■ DIRECTIONS FOR THIS TASK ■
In every item below, swap "even-odd rule" for "nonzero winding rule" and reproduce the lines with no other changes.

-- start of DATASET CONTENT --

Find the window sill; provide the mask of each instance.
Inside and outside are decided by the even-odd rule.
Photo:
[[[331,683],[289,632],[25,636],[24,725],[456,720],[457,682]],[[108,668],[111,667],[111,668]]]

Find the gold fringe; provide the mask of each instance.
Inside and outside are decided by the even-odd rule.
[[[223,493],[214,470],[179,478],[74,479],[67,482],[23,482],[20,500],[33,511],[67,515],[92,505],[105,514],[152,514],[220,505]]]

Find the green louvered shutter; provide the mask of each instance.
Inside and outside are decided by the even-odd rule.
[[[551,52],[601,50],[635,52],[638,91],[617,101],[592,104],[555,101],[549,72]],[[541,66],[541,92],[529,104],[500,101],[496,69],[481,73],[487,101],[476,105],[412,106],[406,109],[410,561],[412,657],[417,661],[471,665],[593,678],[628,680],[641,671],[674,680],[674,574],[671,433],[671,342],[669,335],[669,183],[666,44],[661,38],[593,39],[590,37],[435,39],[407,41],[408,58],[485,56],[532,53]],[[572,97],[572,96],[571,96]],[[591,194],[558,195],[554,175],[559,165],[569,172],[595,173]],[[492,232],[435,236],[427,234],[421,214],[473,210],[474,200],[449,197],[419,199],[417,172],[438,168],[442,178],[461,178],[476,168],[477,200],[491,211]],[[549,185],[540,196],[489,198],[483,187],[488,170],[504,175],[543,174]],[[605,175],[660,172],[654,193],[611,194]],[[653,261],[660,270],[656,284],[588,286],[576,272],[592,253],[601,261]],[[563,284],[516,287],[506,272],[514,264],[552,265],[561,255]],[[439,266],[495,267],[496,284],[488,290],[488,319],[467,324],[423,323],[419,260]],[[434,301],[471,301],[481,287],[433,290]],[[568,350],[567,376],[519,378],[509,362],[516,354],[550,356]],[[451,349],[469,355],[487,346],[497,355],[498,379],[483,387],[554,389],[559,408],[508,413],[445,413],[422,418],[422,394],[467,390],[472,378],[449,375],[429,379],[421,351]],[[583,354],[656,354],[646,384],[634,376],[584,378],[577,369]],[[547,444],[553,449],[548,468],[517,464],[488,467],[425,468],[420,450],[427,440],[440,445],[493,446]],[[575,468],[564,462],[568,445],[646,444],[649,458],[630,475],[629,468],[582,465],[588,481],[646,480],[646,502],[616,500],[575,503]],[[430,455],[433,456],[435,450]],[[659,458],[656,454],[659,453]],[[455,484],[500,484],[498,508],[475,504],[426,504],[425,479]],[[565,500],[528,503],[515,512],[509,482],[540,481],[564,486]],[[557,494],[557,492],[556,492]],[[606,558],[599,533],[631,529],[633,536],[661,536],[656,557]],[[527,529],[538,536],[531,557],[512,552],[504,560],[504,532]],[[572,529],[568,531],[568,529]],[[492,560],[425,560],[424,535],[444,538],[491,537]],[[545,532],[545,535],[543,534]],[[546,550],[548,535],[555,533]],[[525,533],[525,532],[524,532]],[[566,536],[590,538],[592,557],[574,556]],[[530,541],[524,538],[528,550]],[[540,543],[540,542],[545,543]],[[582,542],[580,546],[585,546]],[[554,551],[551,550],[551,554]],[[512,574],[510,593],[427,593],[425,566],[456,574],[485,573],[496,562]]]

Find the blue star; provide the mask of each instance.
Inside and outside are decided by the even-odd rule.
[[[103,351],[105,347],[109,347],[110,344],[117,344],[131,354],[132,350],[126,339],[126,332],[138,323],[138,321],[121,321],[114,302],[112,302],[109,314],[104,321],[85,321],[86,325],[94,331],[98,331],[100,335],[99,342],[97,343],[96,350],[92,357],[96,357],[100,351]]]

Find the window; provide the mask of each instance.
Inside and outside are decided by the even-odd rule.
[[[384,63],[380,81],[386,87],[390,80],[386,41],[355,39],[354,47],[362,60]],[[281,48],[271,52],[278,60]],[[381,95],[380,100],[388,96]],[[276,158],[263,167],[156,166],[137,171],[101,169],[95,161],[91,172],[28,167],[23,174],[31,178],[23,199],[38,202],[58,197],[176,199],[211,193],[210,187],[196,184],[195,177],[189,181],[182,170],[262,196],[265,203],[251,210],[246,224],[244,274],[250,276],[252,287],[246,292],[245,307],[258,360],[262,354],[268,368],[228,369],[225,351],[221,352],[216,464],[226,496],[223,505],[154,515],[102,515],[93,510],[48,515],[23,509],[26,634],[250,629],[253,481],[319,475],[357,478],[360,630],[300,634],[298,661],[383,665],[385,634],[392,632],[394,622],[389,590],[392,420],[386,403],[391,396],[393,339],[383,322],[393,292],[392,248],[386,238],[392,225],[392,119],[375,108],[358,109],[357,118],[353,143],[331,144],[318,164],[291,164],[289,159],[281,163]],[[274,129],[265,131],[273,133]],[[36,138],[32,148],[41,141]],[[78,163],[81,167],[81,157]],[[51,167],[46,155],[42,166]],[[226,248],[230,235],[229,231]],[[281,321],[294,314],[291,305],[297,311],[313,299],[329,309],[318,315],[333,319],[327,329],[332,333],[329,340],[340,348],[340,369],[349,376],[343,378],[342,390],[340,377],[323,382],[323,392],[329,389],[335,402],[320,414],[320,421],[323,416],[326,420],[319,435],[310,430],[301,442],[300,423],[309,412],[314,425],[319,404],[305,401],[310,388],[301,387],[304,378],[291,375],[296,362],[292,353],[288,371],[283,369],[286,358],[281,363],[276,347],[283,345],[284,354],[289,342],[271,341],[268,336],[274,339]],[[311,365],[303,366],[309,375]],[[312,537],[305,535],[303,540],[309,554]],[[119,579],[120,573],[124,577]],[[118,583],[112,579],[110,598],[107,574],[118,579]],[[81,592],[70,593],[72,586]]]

-- end of DATASET CONTENT --

■ OUTPUT OF THE TASK ■
Find the window sill; provide the mask of each instance.
Inside and outside are decided by the nonzero winding rule.
Photo:
[[[331,683],[289,632],[25,636],[24,725],[456,720],[457,682]],[[108,668],[111,667],[111,668]]]

Find the gold fringe; provide the mask of each instance.
Inside and outside are decided by the nonzero winding rule.
[[[223,493],[214,470],[179,478],[74,479],[67,482],[23,482],[20,500],[33,511],[67,515],[92,505],[105,514],[152,514],[220,505]]]

Find the green louvered shutter; provide the mask of each instance.
Inside and outside are decided by the nonzero winding rule.
[[[551,52],[601,50],[635,52],[638,91],[617,101],[592,104],[555,101],[549,72]],[[541,66],[541,92],[529,104],[500,101],[496,69],[481,73],[487,101],[476,105],[412,106],[406,109],[410,561],[412,657],[417,661],[471,665],[593,678],[628,680],[641,671],[674,680],[674,574],[671,433],[671,342],[669,335],[669,183],[666,44],[661,38],[593,39],[590,37],[435,39],[407,41],[408,58],[485,56],[532,53]],[[572,97],[572,96],[571,96]],[[591,194],[558,195],[554,175],[559,165],[569,172],[595,173]],[[492,232],[435,236],[427,234],[421,214],[473,210],[474,200],[449,197],[419,199],[417,172],[438,168],[442,178],[461,178],[476,168],[477,200],[491,211]],[[549,185],[540,196],[489,198],[483,187],[488,170],[504,175],[543,174]],[[605,175],[660,172],[654,193],[611,194]],[[653,261],[660,270],[656,284],[588,286],[576,272],[592,253],[601,261]],[[563,284],[516,287],[506,272],[514,264],[552,265],[561,255]],[[439,266],[495,267],[496,284],[488,290],[488,319],[467,324],[423,323],[419,260]],[[434,301],[471,301],[481,287],[433,290]],[[568,350],[567,376],[519,378],[509,362],[516,354],[550,356]],[[451,349],[469,355],[487,346],[497,355],[498,379],[483,387],[554,389],[559,408],[508,413],[445,413],[422,418],[422,394],[467,390],[472,378],[449,375],[429,379],[421,351]],[[583,354],[656,354],[646,384],[634,376],[584,378],[577,369]],[[547,444],[553,449],[548,468],[517,464],[488,467],[425,468],[420,450],[427,440],[440,445],[493,446]],[[575,468],[564,462],[568,445],[646,444],[649,458],[630,475],[629,468],[582,465],[588,481],[646,480],[646,502],[616,500],[575,503]],[[430,455],[433,456],[435,450]],[[659,458],[656,454],[659,453]],[[455,484],[500,484],[498,508],[475,504],[426,504],[425,479]],[[565,500],[528,503],[515,512],[509,482],[540,481],[564,486]],[[557,494],[557,492],[556,492]],[[606,558],[599,533],[631,529],[633,536],[661,536],[656,557]],[[527,529],[538,536],[531,557],[512,552],[504,560],[504,532]],[[572,529],[568,531],[568,529]],[[492,560],[425,560],[424,535],[444,538],[491,537]],[[545,532],[545,535],[543,534]],[[546,550],[548,535],[555,533]],[[525,533],[525,532],[524,532]],[[566,536],[590,538],[592,557],[574,556]],[[530,541],[524,538],[528,550]],[[540,543],[540,542],[545,543]],[[582,542],[580,546],[585,546]],[[554,551],[551,550],[551,554]],[[512,574],[510,593],[427,593],[425,566],[456,574],[485,573],[496,562]]]

Find the blue star; provide the mask of each instance.
Inside and outside are decided by the nonzero winding rule.
[[[103,351],[105,347],[109,347],[110,344],[117,344],[131,354],[132,350],[126,339],[126,332],[138,323],[138,321],[121,321],[114,302],[112,302],[109,314],[104,321],[85,321],[86,325],[94,331],[98,331],[100,335],[99,342],[97,343],[96,350],[92,357],[96,357],[100,351]]]

Find the window; provide the mask of each instance.
Inside and outside are decided by the nonzero winding rule.
[[[384,63],[380,81],[386,87],[390,80],[386,41],[355,39],[354,47],[362,60]],[[281,48],[271,52],[278,60]],[[381,95],[380,100],[388,96]],[[276,158],[263,167],[156,166],[137,171],[101,169],[95,161],[91,172],[28,167],[23,174],[31,178],[23,199],[38,202],[58,197],[176,199],[211,193],[210,187],[196,184],[195,177],[189,181],[182,170],[262,196],[265,203],[251,210],[246,224],[244,274],[250,276],[252,287],[246,292],[245,307],[258,360],[262,354],[268,368],[228,369],[225,351],[221,352],[216,464],[226,496],[223,505],[154,515],[102,515],[93,510],[48,515],[23,509],[26,634],[250,629],[253,481],[319,475],[357,478],[360,630],[300,634],[298,661],[383,665],[385,634],[392,632],[394,622],[389,590],[392,420],[386,403],[391,396],[393,339],[383,322],[393,292],[392,248],[386,238],[392,225],[392,119],[375,108],[358,109],[357,118],[353,143],[331,144],[318,164],[291,164],[289,159],[281,163]],[[274,129],[265,131],[273,133]],[[36,138],[32,148],[41,141]],[[78,163],[81,167],[81,157]],[[51,167],[46,155],[42,166]],[[226,248],[230,235],[229,231]],[[281,321],[294,314],[291,305],[297,311],[313,299],[329,309],[318,315],[333,319],[327,329],[332,333],[329,340],[340,348],[340,369],[349,376],[343,378],[342,390],[340,377],[323,382],[323,392],[329,389],[335,402],[320,414],[320,421],[323,416],[326,420],[319,435],[310,430],[301,442],[300,423],[309,412],[314,425],[319,404],[305,401],[310,388],[301,387],[304,378],[291,375],[296,362],[292,353],[288,371],[283,369],[286,358],[281,363],[276,347],[283,345],[284,354],[289,342],[271,341],[268,336],[274,339]],[[311,365],[303,366],[309,375]],[[312,537],[305,535],[303,540],[309,554]],[[119,579],[120,573],[124,577]],[[118,583],[112,579],[110,598],[107,574],[118,579]],[[81,592],[70,593],[72,586]]]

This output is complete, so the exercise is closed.